Fermo restando il potere della contrattazione collettiva di prevedere un trattamento più favorevole ed ulteriori condizioni, lo St. Lav. riconosce ai lavoratori il diritto di riunirsi in assemblea (dentro e fuori il luogo ed orario di lavoro) per discutere di materie di interesse sindacale e del lavoro.
L’ARAN (con nota del 27/5/2004) affrontando il tema dell’oggetto delle convocazioni assembleari, parla di questioni ed argomenti in linea con gli obiettivi del soggetto che indice l’assemblea e comunque di materie che abbiano riflessi, anche indiretti, sulla condizione di lavoro.
Il nuovo CCNL Funzioni centrali (triennio 2016 – 2018) regola all’art. 10 il diritto di assemblea, limitandosi in pratica ad un rinvio alla disciplina di cui al CCNQ vigente. Gli altri accordi di comparto non ne fanno menzione, rinviando tacitamente anch’essi alla disciplina generale; unica eccezione il CCNL istruzione per la sezione Scuola – art. 23 – dove si pongono, per esigenze di tipo funzionale, alcuni limiti circa il preavviso e le ore di partecipazione su base mensile.
Il diritto di assemblea è stato qualificato dalla suprema Corte come strumento di definizione e verifica della linea politica per i sindacati, modalità di libera manifestazione di pensiero per il lavoratore (Cass. Sez. Lav. 5/7/97, n. 6080).
Ciò premesso, l’assemblea non costituisce un’assise decisionale, pertanto ogni valutazione e decisione in merito alla linea “politica” rimane prerogativa delle organizzazioni sindacali, le quali, di regola, ricorrono all’indizione delle stesse per esaminare (ex ante o ex post) una piattaforma contrattuale e/o una vertenza.
In caso di violazione di linee ed orientamenti emersi durante un’assemblea, le sanzioni, pertanto, potranno avere natura squisitamente “politica” (come, ad esempio, in occasione del rinnovo delle cariche sindacali o elezioni RSU).
Le ore di assemblea sono retribuite nei limiti del monte annuo previsto, pure per garantire la più ampia partecipazione (così la Cass. 4934/1986); il numero di dieci previsto dall’art. 20 St. Lav. è stato in genere elevato dalla contrattazione collettiva.

========================================

COMPITO 1: Puoi riscrivere il tratto del brano da "Le ore di assemblea" fino a "dalla contrattazione collettiva.", cambiando "retribuite" in "pagate"?
Il brano e i record sono due materiali distinti.

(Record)

========================================

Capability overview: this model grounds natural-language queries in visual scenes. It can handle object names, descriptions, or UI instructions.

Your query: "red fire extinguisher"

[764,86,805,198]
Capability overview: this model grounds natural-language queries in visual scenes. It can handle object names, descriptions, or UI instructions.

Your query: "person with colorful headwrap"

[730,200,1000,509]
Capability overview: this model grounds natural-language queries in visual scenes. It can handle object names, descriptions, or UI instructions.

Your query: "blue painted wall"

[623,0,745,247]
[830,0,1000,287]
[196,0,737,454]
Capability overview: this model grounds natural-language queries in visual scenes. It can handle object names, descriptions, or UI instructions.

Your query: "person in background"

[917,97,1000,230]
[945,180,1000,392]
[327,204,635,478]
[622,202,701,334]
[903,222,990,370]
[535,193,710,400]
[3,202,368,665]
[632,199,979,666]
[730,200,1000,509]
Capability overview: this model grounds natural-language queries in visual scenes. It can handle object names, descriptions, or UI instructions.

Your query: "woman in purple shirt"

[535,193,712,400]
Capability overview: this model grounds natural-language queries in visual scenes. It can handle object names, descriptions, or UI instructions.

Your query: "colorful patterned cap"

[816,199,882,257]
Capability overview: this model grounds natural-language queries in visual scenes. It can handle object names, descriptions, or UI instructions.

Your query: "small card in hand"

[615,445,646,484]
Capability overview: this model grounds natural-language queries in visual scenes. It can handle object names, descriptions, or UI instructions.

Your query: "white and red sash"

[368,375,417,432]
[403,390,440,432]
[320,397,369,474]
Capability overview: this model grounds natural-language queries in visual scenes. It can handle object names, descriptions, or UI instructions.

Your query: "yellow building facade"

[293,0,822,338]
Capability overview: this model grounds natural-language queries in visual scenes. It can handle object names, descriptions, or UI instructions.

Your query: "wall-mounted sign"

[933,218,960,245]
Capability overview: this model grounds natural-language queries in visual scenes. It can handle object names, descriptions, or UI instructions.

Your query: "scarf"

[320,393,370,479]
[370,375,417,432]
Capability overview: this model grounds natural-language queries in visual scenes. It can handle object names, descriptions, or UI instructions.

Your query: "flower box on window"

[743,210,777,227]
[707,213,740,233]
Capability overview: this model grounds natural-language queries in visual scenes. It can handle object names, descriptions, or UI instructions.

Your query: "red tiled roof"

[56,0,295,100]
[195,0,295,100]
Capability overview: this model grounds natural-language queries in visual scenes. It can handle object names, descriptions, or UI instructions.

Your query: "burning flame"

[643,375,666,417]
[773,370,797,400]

========================================

COMPITO 2: Puoi ripetere parola per parola le righe dei record, dall'inizio fino alla riga che contiene "[764,86,805,198]" compresa?

RISPOSTA FINALE 1:
Le ore di assemblea sono pagate nei limiti del monte annuo previsto, pure per garantire la più ampia partecipazione (così la Cass. 4934/1986); il numero di dieci previsto dall’art. 20 St. Lav. è stato in genere elevato dalla contrattazione collettiva.

RISPOSTA FINALE 2:
Capability overview: this model grounds natural-language queries in visual scenes. It can handle object names, descriptions, or UI instructions.

Your query: "red fire extinguisher"

[764,86,805,198]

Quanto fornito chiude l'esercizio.